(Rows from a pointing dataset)
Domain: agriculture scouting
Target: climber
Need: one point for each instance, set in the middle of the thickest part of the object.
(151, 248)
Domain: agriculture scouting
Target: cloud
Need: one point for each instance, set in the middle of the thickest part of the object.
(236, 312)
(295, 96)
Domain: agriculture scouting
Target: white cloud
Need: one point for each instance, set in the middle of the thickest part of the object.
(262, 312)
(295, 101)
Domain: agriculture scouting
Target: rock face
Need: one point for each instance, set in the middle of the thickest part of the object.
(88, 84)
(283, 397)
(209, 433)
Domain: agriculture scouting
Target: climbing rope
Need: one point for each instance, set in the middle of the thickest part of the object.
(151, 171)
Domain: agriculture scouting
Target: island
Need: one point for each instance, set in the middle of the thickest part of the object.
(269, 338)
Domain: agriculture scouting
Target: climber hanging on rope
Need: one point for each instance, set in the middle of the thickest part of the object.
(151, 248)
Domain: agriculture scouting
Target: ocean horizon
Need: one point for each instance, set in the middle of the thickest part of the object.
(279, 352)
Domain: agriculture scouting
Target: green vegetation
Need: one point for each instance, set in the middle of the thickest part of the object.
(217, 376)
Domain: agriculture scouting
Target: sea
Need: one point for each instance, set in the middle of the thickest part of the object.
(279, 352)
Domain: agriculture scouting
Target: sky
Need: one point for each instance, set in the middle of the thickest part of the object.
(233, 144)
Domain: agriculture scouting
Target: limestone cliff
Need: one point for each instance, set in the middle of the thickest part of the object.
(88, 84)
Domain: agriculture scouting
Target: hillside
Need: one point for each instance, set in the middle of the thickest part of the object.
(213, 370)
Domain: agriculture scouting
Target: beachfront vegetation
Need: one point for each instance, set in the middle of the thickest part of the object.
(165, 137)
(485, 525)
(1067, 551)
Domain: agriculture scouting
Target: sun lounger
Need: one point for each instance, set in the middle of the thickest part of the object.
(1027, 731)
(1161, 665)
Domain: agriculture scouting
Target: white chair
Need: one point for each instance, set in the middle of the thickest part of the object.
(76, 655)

Your objective :: Copy the data above exactly. Every line must be included.

Correct result ::
Domain: agriculture scouting
Target: climber
Need: one point for each instance, set in the middle of the thickest part of the object.
(151, 248)
Domain: agriculture scouting
Target: cloud
Need: one point for each instance, set in the middle of the thickest part of the object.
(236, 312)
(295, 96)
Domain: agriculture scouting
Target: white cloud
Need: one point for each instance, set in the middle of the thickest part of the object.
(262, 312)
(295, 101)
Domain: agriculture scouting
Target: rock face
Need: one point for each instance, set in the middle of the thickest part of the object.
(88, 84)
(283, 397)
(209, 433)
Domain: agriculture scouting
Target: climbing rope
Need: one point for each instance, set in the middle of the thickest part of the object.
(151, 171)
Domain: agriculture scouting
Target: island
Need: one point for each instance, set in the middle of the thickest part of the object.
(269, 338)
Domain: agriculture scouting
Target: climber hanging on rope
Need: one point for each instance, set in the middle of the thickest part of the object.
(151, 248)
Domain: agriculture scouting
Target: ocean horizon
Need: one point for each instance, set in the middle of the thickest part of the object.
(279, 352)
Domain: agriculture scouting
Target: green vegetation
Need: one point for each instance, set in the middle of the thickest part of the object.
(217, 376)
Domain: agriculture scouting
Target: sea
Need: one point for each instance, set in the middle of the thickest part of the object.
(279, 352)
Domain: agriculture scouting
Target: sky
Need: one point for each instance, set in the middle of the thickest part of the object.
(233, 144)
Domain: agriculture scouting
Target: limestone cliff
Need: one point for each instance, set in the middle of the thickest part of the object.
(88, 84)
Domain: agriculture scouting
Target: hillside
Need: one point for each instance, set in the middle of the thickest part of the object.
(213, 370)
Domain: agriculture scouting
Target: beachfront vegetation
Need: one point for each instance, set in the middle of the thickest part of the object.
(165, 137)
(485, 525)
(1067, 551)
Domain: agriculture scouting
Target: sun lounger
Need: one point for each instance, set in the middle of the thickest part of the object.
(1027, 731)
(1161, 665)
Domain: agriculture scouting
Target: white chair
Need: one point for each instance, set in the middle of the thickest part of the object.
(76, 655)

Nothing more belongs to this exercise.